**What is expected:** Go through the data underneath and copy every line exactly.

**Available data:**
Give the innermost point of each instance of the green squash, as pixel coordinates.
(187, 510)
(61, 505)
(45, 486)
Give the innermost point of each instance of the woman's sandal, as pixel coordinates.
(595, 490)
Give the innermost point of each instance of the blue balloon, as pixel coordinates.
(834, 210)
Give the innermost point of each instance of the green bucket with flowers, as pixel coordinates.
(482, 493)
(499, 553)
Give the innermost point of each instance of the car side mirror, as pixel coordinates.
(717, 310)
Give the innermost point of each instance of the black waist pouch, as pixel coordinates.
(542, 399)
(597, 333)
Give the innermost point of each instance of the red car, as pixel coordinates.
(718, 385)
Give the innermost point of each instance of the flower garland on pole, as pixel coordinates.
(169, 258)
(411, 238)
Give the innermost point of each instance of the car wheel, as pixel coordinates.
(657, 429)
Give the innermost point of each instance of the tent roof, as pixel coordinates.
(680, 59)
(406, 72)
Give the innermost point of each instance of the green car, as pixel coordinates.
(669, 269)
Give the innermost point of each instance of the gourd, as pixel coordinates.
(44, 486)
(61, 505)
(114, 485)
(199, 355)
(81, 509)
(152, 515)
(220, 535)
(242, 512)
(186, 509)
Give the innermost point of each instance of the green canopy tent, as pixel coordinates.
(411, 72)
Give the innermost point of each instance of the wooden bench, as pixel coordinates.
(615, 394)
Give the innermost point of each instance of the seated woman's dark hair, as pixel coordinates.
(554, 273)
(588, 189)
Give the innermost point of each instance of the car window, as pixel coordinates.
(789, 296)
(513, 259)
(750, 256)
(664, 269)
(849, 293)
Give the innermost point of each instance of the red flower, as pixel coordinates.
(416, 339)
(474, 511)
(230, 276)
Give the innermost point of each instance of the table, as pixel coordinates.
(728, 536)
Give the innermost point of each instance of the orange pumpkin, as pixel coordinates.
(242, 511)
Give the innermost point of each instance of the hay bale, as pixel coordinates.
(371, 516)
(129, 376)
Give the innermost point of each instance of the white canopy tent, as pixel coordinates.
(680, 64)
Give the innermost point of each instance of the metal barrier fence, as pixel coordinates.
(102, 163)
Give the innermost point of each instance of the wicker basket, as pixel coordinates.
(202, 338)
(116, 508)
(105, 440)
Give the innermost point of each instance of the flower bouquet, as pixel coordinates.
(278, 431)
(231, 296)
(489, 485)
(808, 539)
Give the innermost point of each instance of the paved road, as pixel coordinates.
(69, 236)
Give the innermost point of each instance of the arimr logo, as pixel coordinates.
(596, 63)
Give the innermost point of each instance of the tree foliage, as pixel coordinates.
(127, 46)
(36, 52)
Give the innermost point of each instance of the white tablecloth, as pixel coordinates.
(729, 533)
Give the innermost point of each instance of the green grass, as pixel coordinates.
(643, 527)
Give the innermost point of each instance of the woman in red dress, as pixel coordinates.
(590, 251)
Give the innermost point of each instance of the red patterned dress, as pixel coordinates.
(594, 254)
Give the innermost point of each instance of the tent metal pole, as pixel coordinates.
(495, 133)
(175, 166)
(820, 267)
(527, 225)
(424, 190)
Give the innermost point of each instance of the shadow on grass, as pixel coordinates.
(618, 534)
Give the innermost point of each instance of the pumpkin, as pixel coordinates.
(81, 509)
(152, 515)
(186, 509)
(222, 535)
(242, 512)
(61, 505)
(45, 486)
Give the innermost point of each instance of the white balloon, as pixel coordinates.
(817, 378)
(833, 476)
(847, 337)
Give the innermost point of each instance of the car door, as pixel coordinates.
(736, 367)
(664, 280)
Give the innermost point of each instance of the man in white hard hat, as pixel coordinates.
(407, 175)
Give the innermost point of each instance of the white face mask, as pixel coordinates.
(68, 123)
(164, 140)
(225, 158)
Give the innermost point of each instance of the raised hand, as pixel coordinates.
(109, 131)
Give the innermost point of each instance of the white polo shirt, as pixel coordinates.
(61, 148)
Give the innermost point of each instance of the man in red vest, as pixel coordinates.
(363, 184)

**Solved exercise:**
Give the innermost point of each instance of the green squash, as pixel coordinates.
(187, 510)
(61, 505)
(45, 486)
Give the innermost point of each instance of the woman's sandal, as pixel coordinates.
(595, 490)
Give the innermost point of each instance of the blue balloon, as pixel coordinates.
(834, 210)
Give the innermost point of each instance of the green bucket with flowers, as pixel coordinates.
(482, 493)
(499, 553)
Give the innermost point of each instance of the car side mirror, as pixel coordinates.
(717, 310)
Give the innermost point of each instance of the black waist pouch, as pixel coordinates.
(542, 399)
(597, 333)
Give the innermost point of each instance of the red car, as pixel coordinates.
(718, 385)
Give the innermost point of each instance of the flower garland on pole, as pixel coordinates.
(169, 258)
(411, 238)
Give the innermost point of each instance of the car wheel, as pixel coordinates.
(657, 429)
Give the innermost point of each instance of the tent roof, as pixel coordinates.
(680, 59)
(406, 72)
Give the innermost point of each instance of the green car, as pixel coordinates.
(669, 269)
Give the innermost point of each instance of the gourd, as pixel coordinates.
(44, 486)
(61, 505)
(114, 485)
(199, 355)
(81, 509)
(152, 515)
(220, 535)
(242, 512)
(186, 509)
Give the innermost point of each instance of the green canopy tent, as pixel coordinates.
(411, 72)
Give the innermost point of each instance of the wooden bench, as pixel coordinates.
(615, 394)
Give the innermost point of each instance of the seated woman's dark hair, as pixel coordinates.
(554, 273)
(588, 189)
Give the innermost point of each instance of the car window, as pixel coordinates.
(789, 296)
(513, 259)
(750, 256)
(664, 269)
(849, 293)
Give the innermost point of each instance of the red flower, as pixel coordinates.
(416, 339)
(474, 511)
(230, 276)
Give the innermost point of each instance of the table, as pixel coordinates.
(728, 536)
Give the innermost point of each instance of the orange pumpkin, as pixel coordinates.
(242, 511)
Give the innermost point of each instance of the hay bale, as pixel coordinates.
(371, 516)
(129, 376)
Give the innermost point of each instance of the white canopy tent, as pixel coordinates.
(680, 64)
Give the innermost point of each instance of the metal barrier fence, as pixel coordinates.
(102, 163)
Give the innermost point of each instance of the wicker basket, as pixel coordinates.
(202, 338)
(116, 508)
(105, 440)
Give the innermost point of each instance of the flower bouquet, as pixel coordinates.
(278, 431)
(231, 296)
(489, 485)
(808, 539)
Give the innermost point of each instance of the paved road, as pixel coordinates.
(69, 236)
Give the innermost point of each instance of the arimr logo, as pixel coordinates.
(596, 63)
Give the innermost point of each instance of the tree foliage, as pixel coordinates.
(127, 46)
(36, 52)
Give the innermost point of each instance of the white tablecloth, as pixel coordinates.
(729, 533)
Give the innermost point of each instance of the green grass, as pixel coordinates.
(643, 527)
Give the innermost point of each instance of the woman in red dress, as pixel coordinates.
(590, 251)
Give the innermost point of each instance of the red patterned dress, as pixel coordinates.
(594, 254)
Give the innermost point of each instance of the tent metal pole, as pixel coordinates.
(495, 133)
(175, 166)
(820, 267)
(527, 225)
(424, 190)
Give the innermost point of each instance of the shadow on grass, as pixel coordinates.
(618, 534)
Give the innermost point of each instance of the pumpkin, as pixel coordinates.
(81, 509)
(152, 515)
(186, 509)
(222, 535)
(242, 512)
(61, 505)
(45, 486)
Give the innermost point of each instance of the white balloon, as pixel coordinates.
(817, 378)
(833, 476)
(847, 337)
Give the innermost point of each instance of the car door, as pixel coordinates.
(736, 367)
(664, 280)
Give the innermost point of each instance of the man in white hard hat, as pixel coordinates.
(407, 175)
Give the innermost point of each instance of the white face mask, as pixel coordinates.
(68, 123)
(164, 140)
(225, 158)
Give the innermost point of each instance of the raised hand, as pixel coordinates.
(109, 131)
Give the innermost point of each instance of the white polo shirt, as pixel coordinates.
(61, 148)
Give the innermost point of each instance of the man in red vest, as pixel coordinates.
(363, 184)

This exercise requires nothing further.